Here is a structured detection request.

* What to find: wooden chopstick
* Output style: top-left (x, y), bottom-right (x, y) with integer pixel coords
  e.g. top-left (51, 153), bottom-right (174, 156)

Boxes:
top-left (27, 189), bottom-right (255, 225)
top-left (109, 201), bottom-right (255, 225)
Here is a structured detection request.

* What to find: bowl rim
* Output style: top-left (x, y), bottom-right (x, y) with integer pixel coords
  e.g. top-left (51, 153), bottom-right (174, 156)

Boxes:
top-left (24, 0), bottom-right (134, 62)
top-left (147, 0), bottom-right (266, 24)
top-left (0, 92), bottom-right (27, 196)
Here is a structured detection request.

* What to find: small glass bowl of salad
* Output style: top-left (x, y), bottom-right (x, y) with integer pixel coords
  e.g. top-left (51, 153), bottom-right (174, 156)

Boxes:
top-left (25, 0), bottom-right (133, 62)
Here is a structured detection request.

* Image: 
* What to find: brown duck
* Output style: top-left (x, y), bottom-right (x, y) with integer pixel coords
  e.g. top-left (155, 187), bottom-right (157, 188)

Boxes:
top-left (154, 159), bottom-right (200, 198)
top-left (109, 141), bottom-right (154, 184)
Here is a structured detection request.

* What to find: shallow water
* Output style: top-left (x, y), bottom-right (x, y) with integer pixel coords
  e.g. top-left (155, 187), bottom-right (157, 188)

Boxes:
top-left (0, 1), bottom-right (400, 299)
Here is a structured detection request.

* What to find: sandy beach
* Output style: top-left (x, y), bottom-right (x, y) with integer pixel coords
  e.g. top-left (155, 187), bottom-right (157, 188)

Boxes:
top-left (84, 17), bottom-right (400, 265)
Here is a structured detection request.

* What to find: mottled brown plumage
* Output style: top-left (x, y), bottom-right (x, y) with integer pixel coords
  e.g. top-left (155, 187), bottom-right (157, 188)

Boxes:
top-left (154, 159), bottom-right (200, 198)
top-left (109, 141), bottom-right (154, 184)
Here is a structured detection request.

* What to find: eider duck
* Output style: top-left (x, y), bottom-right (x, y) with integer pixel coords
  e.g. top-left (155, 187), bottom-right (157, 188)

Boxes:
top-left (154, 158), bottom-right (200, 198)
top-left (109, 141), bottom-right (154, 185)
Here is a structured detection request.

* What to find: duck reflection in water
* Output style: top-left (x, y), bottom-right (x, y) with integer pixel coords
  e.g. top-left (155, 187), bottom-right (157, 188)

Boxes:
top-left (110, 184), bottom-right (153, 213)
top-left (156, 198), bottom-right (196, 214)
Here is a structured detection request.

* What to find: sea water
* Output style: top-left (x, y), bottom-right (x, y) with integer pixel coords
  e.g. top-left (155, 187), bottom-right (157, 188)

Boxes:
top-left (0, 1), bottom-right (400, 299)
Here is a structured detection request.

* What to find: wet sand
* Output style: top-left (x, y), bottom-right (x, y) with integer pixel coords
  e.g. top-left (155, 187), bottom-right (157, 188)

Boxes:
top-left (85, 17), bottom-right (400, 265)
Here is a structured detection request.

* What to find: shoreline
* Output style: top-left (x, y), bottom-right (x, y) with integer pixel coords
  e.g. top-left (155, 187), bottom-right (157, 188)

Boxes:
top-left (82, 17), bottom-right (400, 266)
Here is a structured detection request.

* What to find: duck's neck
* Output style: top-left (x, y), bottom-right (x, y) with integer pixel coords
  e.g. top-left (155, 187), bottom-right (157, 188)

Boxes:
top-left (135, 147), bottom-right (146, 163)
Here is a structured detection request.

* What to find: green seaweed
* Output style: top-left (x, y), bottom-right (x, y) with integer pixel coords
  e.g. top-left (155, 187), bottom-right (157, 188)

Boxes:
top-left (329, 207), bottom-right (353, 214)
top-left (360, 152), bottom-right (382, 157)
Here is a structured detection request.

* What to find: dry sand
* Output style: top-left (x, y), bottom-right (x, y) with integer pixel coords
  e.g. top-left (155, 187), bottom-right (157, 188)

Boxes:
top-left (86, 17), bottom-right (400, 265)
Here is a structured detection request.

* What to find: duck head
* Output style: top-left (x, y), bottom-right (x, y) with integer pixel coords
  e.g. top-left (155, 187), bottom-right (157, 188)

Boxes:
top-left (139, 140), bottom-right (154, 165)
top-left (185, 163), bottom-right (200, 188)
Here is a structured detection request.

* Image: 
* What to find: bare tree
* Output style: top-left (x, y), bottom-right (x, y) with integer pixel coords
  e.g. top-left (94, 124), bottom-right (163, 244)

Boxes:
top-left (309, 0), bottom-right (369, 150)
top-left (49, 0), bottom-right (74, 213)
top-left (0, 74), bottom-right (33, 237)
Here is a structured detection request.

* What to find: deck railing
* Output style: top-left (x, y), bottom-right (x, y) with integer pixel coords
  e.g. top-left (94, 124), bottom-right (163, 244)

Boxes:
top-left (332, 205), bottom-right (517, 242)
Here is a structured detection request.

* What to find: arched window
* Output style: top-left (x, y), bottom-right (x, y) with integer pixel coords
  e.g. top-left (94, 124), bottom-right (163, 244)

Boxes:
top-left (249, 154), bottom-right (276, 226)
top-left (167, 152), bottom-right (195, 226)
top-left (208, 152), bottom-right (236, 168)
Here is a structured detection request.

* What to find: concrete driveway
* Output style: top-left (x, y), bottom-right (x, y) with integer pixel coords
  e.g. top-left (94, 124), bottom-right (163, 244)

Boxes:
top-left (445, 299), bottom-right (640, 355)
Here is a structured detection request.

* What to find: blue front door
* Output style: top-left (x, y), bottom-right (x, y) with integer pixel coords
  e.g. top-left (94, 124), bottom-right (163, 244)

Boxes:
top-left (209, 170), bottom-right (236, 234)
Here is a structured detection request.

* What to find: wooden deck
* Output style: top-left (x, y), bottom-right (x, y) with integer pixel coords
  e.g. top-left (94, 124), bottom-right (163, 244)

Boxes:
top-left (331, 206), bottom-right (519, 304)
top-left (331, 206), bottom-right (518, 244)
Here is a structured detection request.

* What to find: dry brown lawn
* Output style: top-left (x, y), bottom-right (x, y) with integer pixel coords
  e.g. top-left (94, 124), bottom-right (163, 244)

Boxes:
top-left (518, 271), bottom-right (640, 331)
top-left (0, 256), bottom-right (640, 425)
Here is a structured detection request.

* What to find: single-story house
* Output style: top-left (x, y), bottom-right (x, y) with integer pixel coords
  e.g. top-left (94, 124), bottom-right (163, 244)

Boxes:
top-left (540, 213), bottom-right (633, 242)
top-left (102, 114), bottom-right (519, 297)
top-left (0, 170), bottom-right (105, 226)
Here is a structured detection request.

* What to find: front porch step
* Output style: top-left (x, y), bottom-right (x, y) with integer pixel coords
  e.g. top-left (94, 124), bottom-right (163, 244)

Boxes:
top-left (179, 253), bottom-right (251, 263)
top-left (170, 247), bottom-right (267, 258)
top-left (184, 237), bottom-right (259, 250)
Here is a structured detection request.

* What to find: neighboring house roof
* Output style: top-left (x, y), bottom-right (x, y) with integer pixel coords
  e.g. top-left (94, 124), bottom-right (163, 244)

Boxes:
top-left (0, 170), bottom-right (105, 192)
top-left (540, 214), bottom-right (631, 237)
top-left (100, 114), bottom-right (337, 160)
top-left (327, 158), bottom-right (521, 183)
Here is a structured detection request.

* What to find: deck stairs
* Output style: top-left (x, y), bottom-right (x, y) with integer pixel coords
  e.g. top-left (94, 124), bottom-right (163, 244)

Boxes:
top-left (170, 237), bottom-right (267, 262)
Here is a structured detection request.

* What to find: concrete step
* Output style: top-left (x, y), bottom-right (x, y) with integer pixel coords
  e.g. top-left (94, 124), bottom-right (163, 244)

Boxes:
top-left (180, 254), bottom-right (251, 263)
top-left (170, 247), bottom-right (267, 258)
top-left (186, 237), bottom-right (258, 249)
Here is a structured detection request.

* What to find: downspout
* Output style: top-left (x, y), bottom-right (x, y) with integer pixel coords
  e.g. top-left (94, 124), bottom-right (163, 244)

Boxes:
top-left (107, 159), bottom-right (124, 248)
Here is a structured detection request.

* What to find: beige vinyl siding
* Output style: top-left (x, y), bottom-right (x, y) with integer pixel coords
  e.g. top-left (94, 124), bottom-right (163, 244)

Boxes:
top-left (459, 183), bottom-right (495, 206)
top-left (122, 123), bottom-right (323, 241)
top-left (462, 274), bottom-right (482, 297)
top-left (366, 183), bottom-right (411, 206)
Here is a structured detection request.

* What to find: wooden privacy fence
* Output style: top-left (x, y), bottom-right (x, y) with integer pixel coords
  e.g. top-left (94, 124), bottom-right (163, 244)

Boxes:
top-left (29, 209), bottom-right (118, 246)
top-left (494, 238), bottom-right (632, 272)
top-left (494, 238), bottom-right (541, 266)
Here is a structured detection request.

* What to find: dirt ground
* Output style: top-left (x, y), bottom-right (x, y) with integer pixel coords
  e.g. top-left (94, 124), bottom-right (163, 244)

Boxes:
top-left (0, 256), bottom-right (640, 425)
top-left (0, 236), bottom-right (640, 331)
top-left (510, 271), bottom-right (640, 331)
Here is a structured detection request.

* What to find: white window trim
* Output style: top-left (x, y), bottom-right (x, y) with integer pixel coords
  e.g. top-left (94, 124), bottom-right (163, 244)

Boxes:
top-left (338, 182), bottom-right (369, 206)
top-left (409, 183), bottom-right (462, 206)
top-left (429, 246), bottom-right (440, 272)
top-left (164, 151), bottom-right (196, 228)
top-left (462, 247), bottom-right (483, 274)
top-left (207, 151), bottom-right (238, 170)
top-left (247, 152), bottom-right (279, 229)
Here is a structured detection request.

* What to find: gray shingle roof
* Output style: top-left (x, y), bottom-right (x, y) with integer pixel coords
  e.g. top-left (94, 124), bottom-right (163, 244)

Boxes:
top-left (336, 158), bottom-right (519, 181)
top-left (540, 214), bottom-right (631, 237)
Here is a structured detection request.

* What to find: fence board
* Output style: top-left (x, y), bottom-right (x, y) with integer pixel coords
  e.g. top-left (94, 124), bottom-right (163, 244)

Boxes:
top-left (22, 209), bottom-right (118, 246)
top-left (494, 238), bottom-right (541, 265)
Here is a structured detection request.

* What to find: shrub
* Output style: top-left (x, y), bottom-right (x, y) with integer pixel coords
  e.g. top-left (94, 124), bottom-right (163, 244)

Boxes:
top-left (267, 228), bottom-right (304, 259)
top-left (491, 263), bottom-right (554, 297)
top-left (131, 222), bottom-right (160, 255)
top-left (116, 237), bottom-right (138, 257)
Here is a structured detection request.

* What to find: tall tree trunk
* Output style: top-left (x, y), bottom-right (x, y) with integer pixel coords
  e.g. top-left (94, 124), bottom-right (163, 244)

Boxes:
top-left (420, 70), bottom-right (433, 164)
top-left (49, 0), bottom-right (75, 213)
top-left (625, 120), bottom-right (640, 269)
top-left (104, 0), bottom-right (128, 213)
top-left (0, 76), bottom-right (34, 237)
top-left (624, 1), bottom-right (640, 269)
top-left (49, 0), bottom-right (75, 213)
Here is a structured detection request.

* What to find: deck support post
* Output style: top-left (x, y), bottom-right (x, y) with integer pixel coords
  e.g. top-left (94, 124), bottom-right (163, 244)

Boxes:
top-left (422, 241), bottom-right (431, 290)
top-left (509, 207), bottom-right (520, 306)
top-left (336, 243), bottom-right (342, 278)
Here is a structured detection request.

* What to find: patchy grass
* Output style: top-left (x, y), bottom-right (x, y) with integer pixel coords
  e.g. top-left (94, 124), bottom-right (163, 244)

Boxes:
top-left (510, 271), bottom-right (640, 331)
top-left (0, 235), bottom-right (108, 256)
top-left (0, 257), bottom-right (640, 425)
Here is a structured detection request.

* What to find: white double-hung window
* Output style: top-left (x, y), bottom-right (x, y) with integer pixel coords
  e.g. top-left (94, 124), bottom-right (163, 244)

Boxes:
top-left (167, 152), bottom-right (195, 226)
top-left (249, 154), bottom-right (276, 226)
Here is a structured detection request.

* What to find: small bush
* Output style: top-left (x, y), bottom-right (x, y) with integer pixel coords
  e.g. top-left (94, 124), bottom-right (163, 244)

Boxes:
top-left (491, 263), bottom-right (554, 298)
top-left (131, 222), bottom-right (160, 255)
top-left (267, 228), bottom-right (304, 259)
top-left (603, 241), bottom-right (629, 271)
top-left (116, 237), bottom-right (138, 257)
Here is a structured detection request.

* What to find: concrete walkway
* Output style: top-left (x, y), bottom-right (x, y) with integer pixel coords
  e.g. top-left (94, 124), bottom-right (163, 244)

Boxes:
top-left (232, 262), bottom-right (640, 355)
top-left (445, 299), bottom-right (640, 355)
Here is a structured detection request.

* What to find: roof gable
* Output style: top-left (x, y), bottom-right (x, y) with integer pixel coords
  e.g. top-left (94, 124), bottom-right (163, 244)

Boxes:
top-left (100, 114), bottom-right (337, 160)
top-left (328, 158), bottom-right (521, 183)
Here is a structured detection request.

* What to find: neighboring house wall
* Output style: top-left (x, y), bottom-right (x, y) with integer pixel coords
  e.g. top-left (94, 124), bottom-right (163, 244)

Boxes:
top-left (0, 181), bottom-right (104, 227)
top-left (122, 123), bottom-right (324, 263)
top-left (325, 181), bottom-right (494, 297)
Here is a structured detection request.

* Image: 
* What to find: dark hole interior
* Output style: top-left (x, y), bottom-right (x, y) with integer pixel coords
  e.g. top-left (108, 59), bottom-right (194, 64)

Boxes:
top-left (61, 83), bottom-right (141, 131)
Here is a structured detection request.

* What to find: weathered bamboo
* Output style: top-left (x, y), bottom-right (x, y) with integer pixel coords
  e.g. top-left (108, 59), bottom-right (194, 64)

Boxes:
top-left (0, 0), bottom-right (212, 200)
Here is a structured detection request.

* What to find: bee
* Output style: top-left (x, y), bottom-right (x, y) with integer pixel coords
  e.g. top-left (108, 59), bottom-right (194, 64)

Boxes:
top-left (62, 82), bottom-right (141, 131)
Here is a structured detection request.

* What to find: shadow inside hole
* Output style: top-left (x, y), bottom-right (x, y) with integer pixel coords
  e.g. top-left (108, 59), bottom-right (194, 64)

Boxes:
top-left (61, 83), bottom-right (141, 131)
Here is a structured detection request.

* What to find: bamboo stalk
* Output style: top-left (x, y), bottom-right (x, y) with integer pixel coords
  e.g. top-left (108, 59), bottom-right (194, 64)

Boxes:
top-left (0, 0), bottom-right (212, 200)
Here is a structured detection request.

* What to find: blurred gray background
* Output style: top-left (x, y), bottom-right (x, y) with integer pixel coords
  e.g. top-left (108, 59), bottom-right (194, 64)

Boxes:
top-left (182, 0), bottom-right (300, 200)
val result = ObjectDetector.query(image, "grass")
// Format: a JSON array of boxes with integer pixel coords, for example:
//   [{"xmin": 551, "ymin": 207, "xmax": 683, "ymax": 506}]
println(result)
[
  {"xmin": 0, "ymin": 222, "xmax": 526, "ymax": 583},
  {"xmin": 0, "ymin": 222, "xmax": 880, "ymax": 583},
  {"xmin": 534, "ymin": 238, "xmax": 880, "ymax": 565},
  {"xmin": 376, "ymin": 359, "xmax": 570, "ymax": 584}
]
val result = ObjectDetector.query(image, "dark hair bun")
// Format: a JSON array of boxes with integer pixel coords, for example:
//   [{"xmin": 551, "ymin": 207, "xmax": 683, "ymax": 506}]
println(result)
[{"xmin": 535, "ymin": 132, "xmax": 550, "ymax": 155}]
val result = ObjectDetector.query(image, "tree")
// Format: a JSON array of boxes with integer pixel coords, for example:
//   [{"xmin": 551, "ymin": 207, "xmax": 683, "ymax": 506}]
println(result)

▬▬▬▬▬▬▬▬▬▬

Required work = Quote the items from the start through the line containing "top-left (25, 0), bottom-right (133, 62)", including both ends.

Expected output =
Here is a structured detection request.

* What to find: wooden chopstick
* Output style: top-left (x, y), bottom-right (x, y) with integer pixel coords
  e.g. top-left (51, 153), bottom-right (174, 156)

Boxes:
top-left (27, 189), bottom-right (255, 225)
top-left (109, 201), bottom-right (255, 225)
Here is a structured detection request.

* What to find: bowl rim
* Output style: top-left (x, y), bottom-right (x, y) with integer pixel coords
  e.g. top-left (51, 153), bottom-right (174, 156)

Boxes:
top-left (24, 0), bottom-right (134, 62)
top-left (147, 0), bottom-right (266, 24)
top-left (0, 92), bottom-right (27, 196)
Here is a structured detection request.

* What to find: small glass bowl of salad
* Output style: top-left (x, y), bottom-right (x, y) with integer pixel coords
  e.g. top-left (51, 153), bottom-right (174, 156)

Boxes:
top-left (25, 0), bottom-right (133, 62)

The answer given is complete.